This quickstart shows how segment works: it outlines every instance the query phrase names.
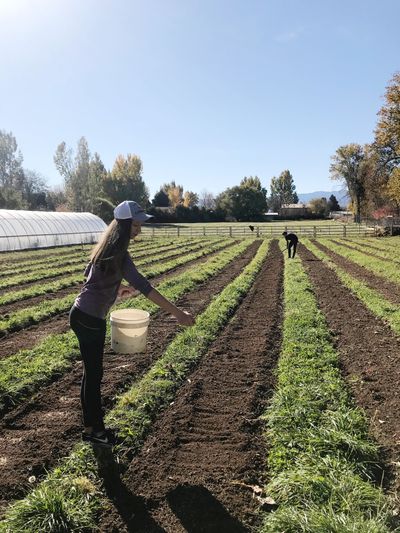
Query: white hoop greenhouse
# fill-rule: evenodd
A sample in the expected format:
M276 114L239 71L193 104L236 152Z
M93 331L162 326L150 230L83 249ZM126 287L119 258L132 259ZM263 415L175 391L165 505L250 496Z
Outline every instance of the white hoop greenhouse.
M0 251L90 244L106 227L92 213L0 209Z

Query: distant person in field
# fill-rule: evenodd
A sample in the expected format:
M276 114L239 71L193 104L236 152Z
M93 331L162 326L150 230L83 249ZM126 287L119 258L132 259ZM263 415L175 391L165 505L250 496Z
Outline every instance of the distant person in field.
M294 259L294 256L296 255L297 243L299 242L299 238L292 231L284 231L282 233L282 235L286 239L286 245L287 245L287 251L288 251L289 259L291 257ZM292 250L293 250L293 254L291 253Z
M254 231L254 226L249 226L250 231Z
M84 430L82 440L111 447L113 432L103 422L100 385L103 377L103 352L106 316L118 296L139 290L149 300L173 315L182 326L194 324L194 318L164 298L140 274L128 252L131 239L139 235L147 215L139 204L124 201L114 209L114 220L106 229L90 256L86 282L70 311L70 325L79 340L83 360L81 404ZM130 288L121 285L128 281Z

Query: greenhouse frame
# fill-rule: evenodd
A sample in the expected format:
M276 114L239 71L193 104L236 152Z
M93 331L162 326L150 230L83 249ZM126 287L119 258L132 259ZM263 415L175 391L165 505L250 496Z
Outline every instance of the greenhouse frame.
M91 244L106 227L92 213L0 209L0 252Z

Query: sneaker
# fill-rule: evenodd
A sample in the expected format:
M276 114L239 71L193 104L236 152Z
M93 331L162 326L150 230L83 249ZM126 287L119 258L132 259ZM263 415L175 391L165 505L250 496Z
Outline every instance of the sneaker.
M90 444L97 444L98 446L111 448L115 444L115 435L110 429L106 429L99 433L86 433L83 431L82 440L83 442L89 442Z

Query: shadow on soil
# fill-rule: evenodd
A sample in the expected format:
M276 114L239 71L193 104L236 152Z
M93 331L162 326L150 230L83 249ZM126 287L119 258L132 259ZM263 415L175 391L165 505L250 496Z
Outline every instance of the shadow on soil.
M181 485L167 494L168 503L188 533L245 533L248 531L233 518L204 487Z
M146 500L132 494L122 482L121 468L111 449L93 446L98 473L107 496L113 502L128 531L165 533L146 509Z
M165 533L147 510L149 502L132 494L121 479L121 468L111 449L93 446L98 473L128 531ZM204 487L181 485L167 494L168 504L188 533L246 533L238 520Z

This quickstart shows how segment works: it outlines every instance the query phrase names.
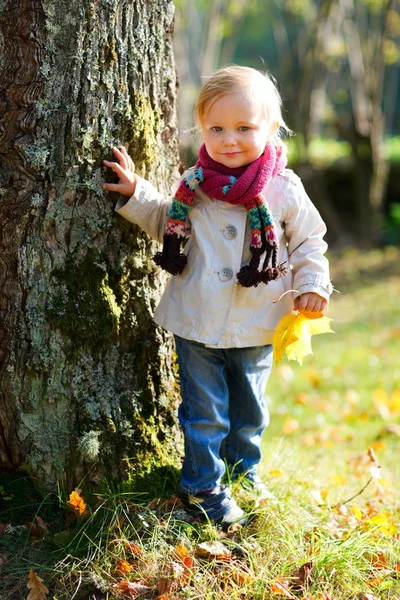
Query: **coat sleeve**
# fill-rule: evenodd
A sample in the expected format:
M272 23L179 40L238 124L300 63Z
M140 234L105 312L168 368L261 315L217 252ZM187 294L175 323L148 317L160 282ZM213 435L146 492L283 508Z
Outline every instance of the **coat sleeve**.
M135 193L129 200L121 196L115 211L139 225L150 237L162 242L165 219L171 199L165 199L146 179L137 178Z
M328 248L324 241L326 226L301 180L297 176L291 179L286 194L284 223L293 288L298 292L295 297L315 292L328 300L333 288L325 257Z

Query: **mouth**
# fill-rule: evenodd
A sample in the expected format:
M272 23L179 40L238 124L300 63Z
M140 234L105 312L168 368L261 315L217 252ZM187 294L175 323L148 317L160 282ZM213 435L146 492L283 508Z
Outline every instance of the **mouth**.
M228 158L230 156L237 156L238 154L241 154L241 152L224 152L224 156L227 156Z

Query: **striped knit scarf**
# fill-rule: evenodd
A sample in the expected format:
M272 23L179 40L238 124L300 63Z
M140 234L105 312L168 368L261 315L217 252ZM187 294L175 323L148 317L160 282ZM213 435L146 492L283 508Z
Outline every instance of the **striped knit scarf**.
M186 219L193 205L195 190L200 186L210 198L241 204L249 213L252 258L237 274L238 283L244 287L257 287L260 282L267 284L286 275L284 264L278 264L278 238L272 215L261 196L268 181L285 166L284 148L273 144L267 144L257 160L236 169L210 158L203 144L195 167L183 177L168 210L163 250L156 254L156 263L172 275L179 275L184 270L187 257L181 254L180 245L186 236Z

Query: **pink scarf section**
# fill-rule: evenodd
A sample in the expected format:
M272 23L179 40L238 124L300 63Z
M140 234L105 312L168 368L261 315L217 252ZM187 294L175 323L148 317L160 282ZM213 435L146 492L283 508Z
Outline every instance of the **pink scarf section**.
M268 181L282 171L286 164L285 147L267 144L264 153L254 162L231 169L210 158L203 144L196 167L203 169L204 180L200 187L208 196L230 204L247 204L254 201ZM236 181L224 193L224 186L229 185L231 176Z

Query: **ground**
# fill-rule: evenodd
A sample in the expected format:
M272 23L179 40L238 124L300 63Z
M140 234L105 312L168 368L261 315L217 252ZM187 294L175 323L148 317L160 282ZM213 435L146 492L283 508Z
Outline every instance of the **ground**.
M173 472L158 494L83 482L44 499L2 474L1 600L27 597L30 569L30 600L400 598L400 251L330 258L335 333L302 367L284 358L267 389L275 500L237 486L253 518L226 535L187 522Z

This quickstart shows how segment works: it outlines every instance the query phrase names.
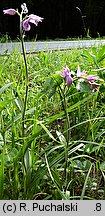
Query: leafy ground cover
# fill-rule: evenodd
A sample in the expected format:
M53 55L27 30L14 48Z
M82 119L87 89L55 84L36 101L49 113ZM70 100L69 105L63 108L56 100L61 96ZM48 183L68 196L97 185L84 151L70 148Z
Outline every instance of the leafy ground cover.
M0 56L0 199L105 199L105 47ZM74 80L78 65L97 91ZM65 93L65 94L64 94ZM68 120L69 119L69 120Z

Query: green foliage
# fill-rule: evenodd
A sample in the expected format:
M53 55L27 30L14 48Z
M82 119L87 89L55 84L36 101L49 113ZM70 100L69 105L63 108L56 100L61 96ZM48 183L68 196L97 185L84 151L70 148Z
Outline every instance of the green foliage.
M62 82L63 80L59 76L59 74L53 74L52 76L49 76L46 79L45 84L43 86L44 93L48 93L49 98L51 98L55 94L57 88L61 85Z
M105 59L105 45L100 46L99 49L93 47L91 52L84 50L82 56L98 67L98 64Z

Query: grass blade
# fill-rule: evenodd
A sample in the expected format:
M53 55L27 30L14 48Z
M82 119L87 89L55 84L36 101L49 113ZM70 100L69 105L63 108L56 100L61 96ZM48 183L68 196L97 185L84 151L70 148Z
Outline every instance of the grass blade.
M0 88L0 95L12 84L13 84L13 82L10 82L10 83L6 84L5 86L3 86L2 88Z
M87 181L88 181L91 169L92 169L92 164L91 164L91 166L89 168L89 171L87 173L87 176L86 176L86 179L85 179L85 182L84 182L84 186L83 186L83 189L82 189L80 200L83 200L83 198L84 198L84 194L85 194L85 190L86 190L86 185L87 185Z

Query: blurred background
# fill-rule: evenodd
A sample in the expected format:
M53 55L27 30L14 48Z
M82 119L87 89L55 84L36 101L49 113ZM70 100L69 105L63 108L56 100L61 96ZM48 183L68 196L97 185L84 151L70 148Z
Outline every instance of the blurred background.
M3 9L18 8L23 0L0 2L0 36L19 37L19 17L3 14ZM44 18L26 33L29 39L102 37L105 35L105 0L26 0L29 14ZM84 28L85 27L85 28Z

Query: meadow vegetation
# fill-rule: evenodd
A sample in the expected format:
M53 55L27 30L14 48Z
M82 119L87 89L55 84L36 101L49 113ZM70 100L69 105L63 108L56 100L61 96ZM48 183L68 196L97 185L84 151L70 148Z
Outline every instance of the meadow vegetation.
M0 199L105 199L105 46L0 56Z
M0 199L105 199L105 46L0 56ZM67 86L58 71L97 75ZM69 119L69 120L68 120ZM24 136L22 127L24 121Z

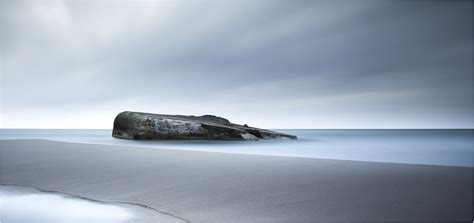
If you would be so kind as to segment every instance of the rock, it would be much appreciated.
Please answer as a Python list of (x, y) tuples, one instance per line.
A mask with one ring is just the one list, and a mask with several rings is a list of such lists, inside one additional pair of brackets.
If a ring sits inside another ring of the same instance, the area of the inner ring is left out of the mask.
[(114, 120), (113, 137), (121, 139), (257, 140), (296, 136), (238, 125), (214, 116), (160, 115), (125, 111)]

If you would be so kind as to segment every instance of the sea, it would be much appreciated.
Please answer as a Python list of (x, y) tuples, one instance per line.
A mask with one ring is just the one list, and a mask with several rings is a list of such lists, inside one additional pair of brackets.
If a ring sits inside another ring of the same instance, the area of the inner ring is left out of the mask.
[(0, 129), (3, 139), (220, 153), (474, 167), (473, 129), (275, 129), (297, 140), (151, 140), (112, 137), (111, 129)]

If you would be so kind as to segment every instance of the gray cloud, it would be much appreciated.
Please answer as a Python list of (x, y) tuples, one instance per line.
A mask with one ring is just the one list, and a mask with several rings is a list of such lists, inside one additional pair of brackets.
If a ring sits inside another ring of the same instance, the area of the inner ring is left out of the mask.
[(2, 1), (0, 25), (0, 127), (474, 124), (469, 1)]

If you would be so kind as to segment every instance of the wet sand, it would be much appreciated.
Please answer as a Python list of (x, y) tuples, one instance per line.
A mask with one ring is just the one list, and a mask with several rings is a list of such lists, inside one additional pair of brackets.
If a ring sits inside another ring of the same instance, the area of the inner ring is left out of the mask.
[(0, 184), (178, 222), (473, 220), (468, 167), (1, 140)]

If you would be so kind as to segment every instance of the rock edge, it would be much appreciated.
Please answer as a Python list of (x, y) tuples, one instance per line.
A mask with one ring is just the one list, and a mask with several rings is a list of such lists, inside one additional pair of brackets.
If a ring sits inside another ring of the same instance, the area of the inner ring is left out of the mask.
[(162, 115), (124, 111), (114, 120), (112, 136), (121, 139), (258, 140), (294, 135), (231, 123), (214, 116)]

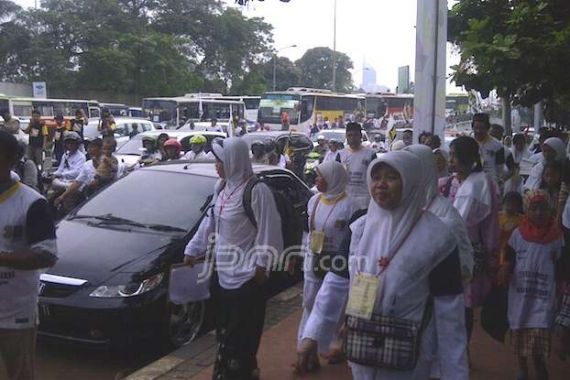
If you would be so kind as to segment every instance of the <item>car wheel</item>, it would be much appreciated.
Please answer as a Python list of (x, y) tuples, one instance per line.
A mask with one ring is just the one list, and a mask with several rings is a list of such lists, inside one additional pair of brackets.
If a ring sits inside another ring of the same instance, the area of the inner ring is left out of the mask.
[(166, 343), (180, 347), (190, 343), (202, 329), (206, 315), (206, 302), (184, 305), (169, 303)]

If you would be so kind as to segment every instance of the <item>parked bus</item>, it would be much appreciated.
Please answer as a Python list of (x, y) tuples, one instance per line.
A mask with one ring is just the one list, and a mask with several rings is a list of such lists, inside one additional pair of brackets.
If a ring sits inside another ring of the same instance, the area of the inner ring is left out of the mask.
[(122, 116), (122, 117), (129, 117), (130, 115), (130, 111), (129, 111), (129, 106), (127, 106), (126, 104), (122, 104), (122, 103), (99, 103), (99, 106), (101, 107), (101, 109), (107, 109), (109, 110), (109, 112), (111, 113), (111, 115), (113, 116)]
[(165, 129), (178, 129), (186, 123), (193, 123), (195, 129), (204, 129), (212, 118), (226, 127), (234, 112), (244, 118), (244, 102), (235, 100), (217, 100), (212, 97), (185, 96), (173, 98), (143, 99), (144, 116)]
[(245, 104), (245, 120), (250, 123), (257, 122), (257, 113), (259, 112), (259, 102), (261, 101), (261, 96), (222, 96), (217, 97), (218, 100), (235, 100), (238, 102), (244, 102)]
[(13, 118), (18, 119), (22, 128), (27, 126), (32, 111), (40, 111), (48, 126), (55, 125), (53, 118), (62, 114), (67, 119), (75, 117), (75, 111), (82, 109), (88, 118), (100, 117), (99, 102), (96, 100), (76, 99), (40, 99), (0, 96), (0, 109), (8, 110)]
[(357, 119), (364, 114), (365, 98), (360, 95), (336, 94), (329, 90), (292, 87), (287, 91), (268, 92), (261, 97), (258, 121), (271, 130), (289, 128), (309, 133), (311, 125), (327, 118)]
[(449, 94), (445, 97), (445, 117), (447, 119), (452, 119), (452, 120), (466, 119), (466, 115), (468, 113), (469, 113), (468, 94)]
[(375, 93), (364, 96), (366, 96), (366, 112), (369, 119), (374, 119), (380, 124), (382, 124), (381, 119), (392, 119), (396, 126), (413, 122), (413, 94)]

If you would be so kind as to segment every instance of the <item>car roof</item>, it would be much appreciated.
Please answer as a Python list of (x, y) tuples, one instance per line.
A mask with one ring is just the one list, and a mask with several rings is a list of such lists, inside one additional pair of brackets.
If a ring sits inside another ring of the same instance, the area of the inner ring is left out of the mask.
[[(147, 122), (147, 123), (151, 123), (152, 121), (142, 118), (142, 117), (129, 117), (129, 116), (113, 116), (113, 120), (115, 121), (115, 123), (119, 123), (119, 122), (123, 122), (123, 123), (128, 123), (128, 122)], [(97, 124), (99, 123), (100, 119), (99, 118), (91, 118), (89, 119), (89, 123), (88, 124)]]
[[(177, 131), (177, 130), (169, 130), (169, 129), (157, 129), (154, 131), (146, 131), (140, 133), (141, 137), (151, 136), (151, 137), (158, 137), (161, 134), (167, 134), (169, 137), (175, 137), (176, 139), (183, 139), (187, 136), (193, 135), (203, 135), (203, 136), (216, 136), (216, 137), (226, 137), (225, 133), (222, 132), (212, 132), (212, 131)], [(137, 135), (138, 136), (138, 135)]]
[[(280, 168), (278, 166), (261, 165), (261, 164), (253, 164), (252, 166), (253, 166), (253, 172), (256, 174), (263, 172), (292, 174), (289, 170)], [(152, 166), (146, 166), (141, 169), (138, 169), (137, 171), (149, 171), (149, 170), (218, 178), (218, 173), (216, 172), (214, 161), (188, 161), (188, 160), (169, 161), (164, 163), (158, 163)]]
[(266, 136), (266, 137), (269, 136), (269, 137), (277, 138), (279, 136), (288, 135), (289, 133), (291, 133), (292, 135), (306, 136), (304, 133), (288, 132), (288, 131), (257, 131), (257, 132), (249, 132), (245, 136), (247, 136), (247, 135), (250, 135), (250, 136)]

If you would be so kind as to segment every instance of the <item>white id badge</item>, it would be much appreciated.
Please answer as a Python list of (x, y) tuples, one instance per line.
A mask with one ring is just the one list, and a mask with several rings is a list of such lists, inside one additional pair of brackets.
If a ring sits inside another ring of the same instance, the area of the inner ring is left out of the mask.
[(30, 136), (32, 136), (32, 137), (38, 137), (39, 134), (40, 134), (40, 131), (38, 129), (32, 128), (30, 130)]
[(59, 141), (60, 137), (61, 137), (61, 132), (55, 132), (55, 135), (53, 136), (53, 139), (56, 140), (56, 141)]
[(371, 319), (379, 282), (377, 276), (367, 273), (357, 274), (350, 286), (346, 314), (357, 318)]

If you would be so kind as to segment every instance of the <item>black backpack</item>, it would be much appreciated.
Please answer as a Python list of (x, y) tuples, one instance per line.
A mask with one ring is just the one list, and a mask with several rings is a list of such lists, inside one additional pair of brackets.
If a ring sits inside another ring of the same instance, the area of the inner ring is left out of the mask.
[[(252, 201), (252, 191), (255, 185), (258, 183), (265, 183), (267, 187), (273, 193), (273, 199), (275, 199), (275, 205), (277, 206), (277, 211), (281, 217), (281, 236), (283, 237), (283, 251), (289, 255), (301, 255), (301, 251), (294, 251), (293, 247), (301, 247), (303, 242), (303, 226), (304, 222), (302, 217), (298, 215), (293, 202), (290, 201), (285, 195), (284, 191), (271, 186), (265, 179), (255, 178), (250, 180), (243, 191), (242, 204), (245, 209), (245, 214), (249, 219), (250, 223), (257, 229), (257, 221), (255, 220), (255, 215), (253, 214), (253, 209), (251, 207)], [(218, 194), (223, 190), (222, 186)], [(287, 260), (286, 257), (284, 257)], [(289, 260), (289, 265), (287, 271), (292, 273), (293, 267), (297, 265), (298, 260)]]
= = =
> WHAT TO DO
Report how many lines above hold "item", number only.

> EXERCISE ANSWER
5